- _WORK REQUEST_
Answer these questions using the article below about the Texas bill on transition care for children.
(a) What is the number of the bill the Texas Senate State Affairs Committee began considering?
(b) What city is Aaron Richie from?
(c) Which governor vetoed a similar bill, and what did he argue?

On Monday, the Republican-led Texas Senate State Affairs Committee began considering a bill that would make it illegal for parents and doctors to consent or administer transition-related care to children.
If signed into law, SB 1646 would criminalize transition care for children by classifying it as child abuse for parents and doctors — the same legal classification under Texas law given to parents who physically injury, sexually assault, or neglect their children.
Republicans lawmakers arguing in favor of the bill said transition care for minors needed to be classified as child abuse under Texas law because jurisdiction would cover both physicians and parents. Jill Glover, a counselor and member of the Texas Republican Executive Committee with a history of speaking out against gender reassignment surgery for children, was among the witnesses to speak in favor of the bill, describing to members a world where young impressionable kids were seeking treatment for gender dysmorphia after being influenced by social media apps like Tik Tok.
Testimony from transgender children and parents presented an entirely different and more grounded world, where decisions about a child’s health were painstakingly and methodically considered.
Aaron Richie, a Missouri City father of a transgender child who wanted to start hormone treatment at the age of 13, spoke alongside other activists with Equality Texas outside the Capitol and said these complex decisions should be made by parents and medical professionals — not elected officials.
“My wife and I researched the pros and cons and consulted with his pediatrician, his therapist, and his psychiatrist,” Richie said. “After months we came to the conclusion that this was the best option for him. This was the hardest decision I’ve ever made.”
Parents who testified during the committee hearing also described a similar experience that required various doctor’s notes and consultations.
Two other bills, House Bill 68 and House Bill 1399, are also being considered in the statehouse. Both would ban gender-affirming healthcare for Texas youth.
Texas is among 16 states this year that have seen legislation introduced to criminalize or ban transgender youth health care. Republican Arkansas Gov. Asa Hutchinson vetoed a similar bill last week, arguing that the bill was government overreach.

- _DATASET EXCERPTS_
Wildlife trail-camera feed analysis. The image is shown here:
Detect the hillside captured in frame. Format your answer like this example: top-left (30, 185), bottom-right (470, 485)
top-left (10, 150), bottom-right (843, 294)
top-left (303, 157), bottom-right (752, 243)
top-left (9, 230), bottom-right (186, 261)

- _ANSWER SECTION_
(a) SB 1646
(b) Missouri City
(c) Arkansas Gov. Asa Hutchinson, who argued that the bill was government overreach